Work request:
Every record that follows should be output exactly as it is given.

[Stored data]
Content starts

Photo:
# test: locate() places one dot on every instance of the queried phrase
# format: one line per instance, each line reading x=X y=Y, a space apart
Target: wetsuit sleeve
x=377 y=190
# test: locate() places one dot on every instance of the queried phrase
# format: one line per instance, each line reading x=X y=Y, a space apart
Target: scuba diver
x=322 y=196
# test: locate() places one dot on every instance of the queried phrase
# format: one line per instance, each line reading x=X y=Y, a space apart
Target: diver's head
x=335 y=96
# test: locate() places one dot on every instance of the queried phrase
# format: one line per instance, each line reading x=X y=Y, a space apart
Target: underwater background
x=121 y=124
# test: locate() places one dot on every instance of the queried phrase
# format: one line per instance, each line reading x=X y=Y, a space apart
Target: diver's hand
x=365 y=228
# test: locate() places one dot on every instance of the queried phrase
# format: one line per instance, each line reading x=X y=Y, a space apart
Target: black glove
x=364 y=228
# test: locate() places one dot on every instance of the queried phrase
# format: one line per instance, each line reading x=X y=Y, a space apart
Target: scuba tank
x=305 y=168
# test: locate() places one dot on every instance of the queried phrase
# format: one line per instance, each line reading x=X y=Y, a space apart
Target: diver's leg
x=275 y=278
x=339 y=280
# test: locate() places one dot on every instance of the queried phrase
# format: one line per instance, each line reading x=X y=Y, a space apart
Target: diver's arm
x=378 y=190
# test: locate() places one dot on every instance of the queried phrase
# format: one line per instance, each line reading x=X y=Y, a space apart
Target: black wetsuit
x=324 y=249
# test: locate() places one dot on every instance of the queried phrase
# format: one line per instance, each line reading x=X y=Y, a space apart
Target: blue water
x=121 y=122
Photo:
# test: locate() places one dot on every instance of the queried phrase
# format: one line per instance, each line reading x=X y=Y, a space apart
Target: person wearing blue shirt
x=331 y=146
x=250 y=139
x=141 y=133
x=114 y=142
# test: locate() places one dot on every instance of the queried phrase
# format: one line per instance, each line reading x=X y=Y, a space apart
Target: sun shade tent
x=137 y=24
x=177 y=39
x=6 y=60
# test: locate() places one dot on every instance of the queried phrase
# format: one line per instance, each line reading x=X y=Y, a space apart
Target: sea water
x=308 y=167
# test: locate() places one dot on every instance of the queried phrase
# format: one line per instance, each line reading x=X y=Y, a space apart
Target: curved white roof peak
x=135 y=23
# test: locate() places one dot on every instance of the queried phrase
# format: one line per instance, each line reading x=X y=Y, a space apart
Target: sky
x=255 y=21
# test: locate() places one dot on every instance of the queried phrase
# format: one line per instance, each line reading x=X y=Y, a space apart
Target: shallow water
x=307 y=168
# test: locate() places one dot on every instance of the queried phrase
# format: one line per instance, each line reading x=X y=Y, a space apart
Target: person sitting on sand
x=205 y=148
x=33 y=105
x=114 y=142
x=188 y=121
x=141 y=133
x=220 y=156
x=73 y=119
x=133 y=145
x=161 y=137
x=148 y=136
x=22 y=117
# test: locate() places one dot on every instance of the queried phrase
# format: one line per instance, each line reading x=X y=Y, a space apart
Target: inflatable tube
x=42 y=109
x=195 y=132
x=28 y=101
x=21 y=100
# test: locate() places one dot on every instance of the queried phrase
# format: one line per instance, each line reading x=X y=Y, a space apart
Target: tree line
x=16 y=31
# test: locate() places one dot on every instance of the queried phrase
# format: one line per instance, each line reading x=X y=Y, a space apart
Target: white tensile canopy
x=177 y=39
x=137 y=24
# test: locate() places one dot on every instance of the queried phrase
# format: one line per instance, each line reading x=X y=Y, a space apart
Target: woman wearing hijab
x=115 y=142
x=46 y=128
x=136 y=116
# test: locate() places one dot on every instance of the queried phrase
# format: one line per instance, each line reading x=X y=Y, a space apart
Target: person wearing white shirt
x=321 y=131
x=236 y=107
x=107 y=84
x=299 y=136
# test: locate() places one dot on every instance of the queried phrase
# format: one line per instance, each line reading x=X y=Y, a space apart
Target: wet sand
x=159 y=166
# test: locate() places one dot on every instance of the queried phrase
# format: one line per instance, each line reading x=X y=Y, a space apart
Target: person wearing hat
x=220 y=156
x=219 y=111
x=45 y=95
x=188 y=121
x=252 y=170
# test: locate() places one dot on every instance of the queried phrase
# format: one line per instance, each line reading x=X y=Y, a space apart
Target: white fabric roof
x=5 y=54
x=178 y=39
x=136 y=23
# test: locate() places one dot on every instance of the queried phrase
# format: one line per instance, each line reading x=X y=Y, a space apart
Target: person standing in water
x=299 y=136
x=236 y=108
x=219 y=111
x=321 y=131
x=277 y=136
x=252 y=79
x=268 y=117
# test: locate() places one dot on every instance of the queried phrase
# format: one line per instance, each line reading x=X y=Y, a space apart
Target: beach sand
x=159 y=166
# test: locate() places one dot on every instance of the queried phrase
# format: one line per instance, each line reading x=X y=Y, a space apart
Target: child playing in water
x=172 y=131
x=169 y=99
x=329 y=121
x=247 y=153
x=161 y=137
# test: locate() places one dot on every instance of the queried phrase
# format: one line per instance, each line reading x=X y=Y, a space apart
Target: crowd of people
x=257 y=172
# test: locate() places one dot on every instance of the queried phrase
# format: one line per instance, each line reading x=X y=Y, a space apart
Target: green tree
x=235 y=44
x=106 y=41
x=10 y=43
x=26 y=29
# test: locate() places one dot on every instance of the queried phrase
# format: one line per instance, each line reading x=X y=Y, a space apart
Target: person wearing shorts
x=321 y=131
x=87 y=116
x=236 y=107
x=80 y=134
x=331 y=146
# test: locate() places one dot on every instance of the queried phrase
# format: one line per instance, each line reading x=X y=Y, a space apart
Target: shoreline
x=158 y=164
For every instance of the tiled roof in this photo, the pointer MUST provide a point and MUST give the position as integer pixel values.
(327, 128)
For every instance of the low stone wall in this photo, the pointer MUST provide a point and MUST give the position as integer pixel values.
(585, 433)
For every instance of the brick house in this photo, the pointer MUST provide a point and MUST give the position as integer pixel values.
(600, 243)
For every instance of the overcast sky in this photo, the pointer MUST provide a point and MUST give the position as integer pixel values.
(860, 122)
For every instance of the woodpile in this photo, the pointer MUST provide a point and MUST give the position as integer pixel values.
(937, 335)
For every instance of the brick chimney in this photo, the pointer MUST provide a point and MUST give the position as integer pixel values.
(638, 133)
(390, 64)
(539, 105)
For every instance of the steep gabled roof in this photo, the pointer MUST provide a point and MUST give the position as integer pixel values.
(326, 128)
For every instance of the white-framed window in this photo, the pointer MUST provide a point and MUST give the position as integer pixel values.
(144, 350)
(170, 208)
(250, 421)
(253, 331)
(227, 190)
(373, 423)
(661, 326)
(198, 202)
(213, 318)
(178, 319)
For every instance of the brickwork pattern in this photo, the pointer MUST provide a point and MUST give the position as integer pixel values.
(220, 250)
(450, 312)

Content ends

Expected answer:
Photo:
# test: locate() places one dot on every instance of the queried phrase
# format: one line per instance, each line reading x=X y=Y, a space apart
Target: wetsuit sleeve
x=377 y=190
# test: locate() places one dot on every instance of the queried phrase
# format: one line per instance, each line reading x=X y=Y, a space apart
Target: scuba diver
x=322 y=196
# test: locate() places one dot on every instance of the queried phrase
# format: one line per instance, each line reading x=X y=Y, a space apart
Target: diver's head
x=335 y=96
# test: locate() places one dot on every instance of the queried phrase
# format: one line per instance, each line reading x=X y=Y, a space apart
Target: underwater background
x=121 y=124
# test: locate() places one dot on every instance of the queried phrase
# format: one line per instance, each line reading x=X y=Y, a space apart
Target: diver's hand
x=365 y=228
# test: locate() places one dot on every instance of the queried phrase
# format: one line per instance, each line reading x=X y=Y, a space apart
Target: black glove
x=364 y=228
# test: locate() places one dot on every instance of the queried phrase
# format: one line per instance, each line reading x=X y=Y, a space apart
Target: scuba tank
x=305 y=168
# test: locate() places one dot on every instance of the queried phrase
# format: one line per instance, each line reading x=X y=Y, a space apart
Target: diver's leg
x=275 y=278
x=339 y=280
# test: locate() places one dot on every instance of the queried phrase
# format: one line per instance, each line reading x=X y=Y, a space apart
Target: diver's arm
x=378 y=190
# test: locate() places one dot on every instance of the queried phrase
# format: one line per instance, each line reading x=X y=Y, a space apart
Target: black wetsuit
x=324 y=249
# test: locate() places one dot on every instance of the queried phrase
# format: one line per instance, each line reading x=X y=Y, a space apart
Target: blue water
x=121 y=122
Photo:
# test: locate() places one dot on every instance of the queried phrase
# format: one line per instance, each line reading x=X y=Y, a space apart
Target: person wearing blue shirt
x=331 y=146
x=250 y=139
x=141 y=133
x=114 y=142
# test: locate() places one dot on every instance of the queried phrase
# format: one line per instance, each line reading x=X y=Y, a space apart
Target: sun shade tent
x=137 y=24
x=177 y=39
x=6 y=60
# test: locate() places one dot on every instance of the queried phrase
# format: one line per instance, each line reading x=X y=Y, a space apart
Target: sea water
x=308 y=167
# test: locate() places one dot on every instance of the queried phrase
# format: one line per instance, each line reading x=X y=Y, a space apart
Target: curved white roof peak
x=135 y=23
# test: locate() places one dot on every instance of the queried phrase
# format: one line per instance, each line reading x=X y=Y, a space apart
Target: sky
x=255 y=21
# test: locate() places one dot on every instance of the queried phrase
# format: one line per instance, each line reading x=X y=Y, a space apart
Target: shallow water
x=307 y=168
# test: locate() places one dot on every instance of the queried phrase
# format: one line per instance, each line reading x=X y=Y, a space apart
Target: person sitting on sand
x=205 y=148
x=33 y=105
x=114 y=142
x=188 y=121
x=141 y=133
x=220 y=156
x=73 y=119
x=133 y=145
x=161 y=137
x=148 y=136
x=22 y=117
# test: locate() places one dot on every instance of the queried phrase
# format: one line per instance, each line reading x=X y=Y, a space apart
Target: inflatable tube
x=42 y=109
x=195 y=132
x=28 y=101
x=21 y=100
# test: locate() places one dot on every instance of the queried phrase
# format: one line per instance, each line reading x=X y=Y, a space apart
Target: tree line
x=16 y=31
# test: locate() places one dot on every instance of the queried phrase
# format: one line per instance, each line reading x=X y=Y, a space apart
Target: white tensile canopy
x=177 y=39
x=137 y=24
# test: locate() places one dot on every instance of the queried phrase
# format: one line per instance, each line reading x=X y=Y, a space apart
Target: woman wearing hijab
x=115 y=142
x=46 y=128
x=136 y=116
# test: locate() places one dot on every instance of the queried phrase
# format: one line per instance, each line reading x=X y=Y, a space apart
Target: person wearing white shirt
x=321 y=131
x=236 y=107
x=107 y=84
x=299 y=136
# test: locate() places one dot on every instance of the queried phrase
# format: one line per instance, each line reading x=X y=Y, a space apart
Target: wet sand
x=159 y=166
# test: locate() places one dot on every instance of the queried phrase
# format: one line per instance, each line reading x=X y=Y, a space apart
Target: person wearing hat
x=220 y=156
x=219 y=111
x=45 y=95
x=188 y=121
x=252 y=170
# test: locate() places one dot on every instance of the queried phrase
# format: one line per instance, each line reading x=X y=Y, a space apart
Target: white fabric roof
x=5 y=54
x=178 y=39
x=136 y=23
# test: locate() places one dot on every instance of the queried phrase
# format: one line per instance, each line reading x=X y=Y, a space apart
Target: person standing in water
x=299 y=136
x=236 y=108
x=219 y=111
x=321 y=131
x=277 y=136
x=252 y=79
x=268 y=117
# test: locate() places one dot on every instance of the queried phrase
# format: one line per instance, each line reading x=X y=Y, a space apart
Target: beach sand
x=159 y=166
# test: locate() places one dot on every instance of the queried phrase
# format: one line per instance, each line reading x=X y=Y, a space apart
Target: child playing in water
x=172 y=131
x=169 y=99
x=329 y=121
x=247 y=153
x=161 y=137
# test: locate() places one dot on every instance of the queried phrase
# format: one line per instance, each line reading x=X y=Y, a space apart
Target: crowd of people
x=257 y=172
# test: locate() places one dot on every instance of the queried phrase
# format: one line per instance, each line reading x=X y=Y, a space apart
Target: green tree
x=235 y=44
x=106 y=41
x=10 y=43
x=26 y=29
# test: locate() places one dot on every instance of the queried phrase
# format: one line per instance, each line reading x=X y=Y, a space apart
Target: person wearing shorts
x=321 y=131
x=87 y=116
x=236 y=107
x=80 y=134
x=331 y=146
# test: locate() places one dot on every instance of the queried phrase
# format: one line per instance, each line reading x=X y=Y, a space apart
Target: shoreline
x=158 y=164
For every instance of the tiled roof in this photo, the pointer MUST provide a point and MUST give the position as integer pixel values.
(327, 128)
For every instance of the low stone wall in this photo, the pointer MUST provide a point and MUST give the position as integer pixel values.
(585, 433)
For every instance of the brick house in this photo, the pointer MUST provide a point and MUST give the position as integer pixel values.
(600, 243)
For every instance of the overcast sky in this photo, the pointer MUST provide a point and MUST give the position as integer pixel values.
(860, 122)
For every instance of the woodpile in this photo, the pointer MUST provide a point and MUST give the position as integer pixel values.
(937, 335)
For every instance of the brick chimney in this photo, the pointer MUST provide a point and MUST give the position as integer pixel values.
(638, 133)
(390, 64)
(539, 105)
For every instance of the steep gabled roof in this photo, the pointer MUST provide a point and MUST give the position as integer pixel values.
(326, 128)
For every instance of the white-framed window in this photo, the pointer MUST provide a point and MUST give the position as integer pixel values.
(144, 350)
(170, 208)
(250, 421)
(253, 331)
(227, 190)
(373, 423)
(661, 326)
(198, 202)
(213, 318)
(178, 319)
For every instance of the brickwork pattern in this photo, the pointer MUST provide a point and MUST give the position as integer pixel values.
(220, 250)
(450, 312)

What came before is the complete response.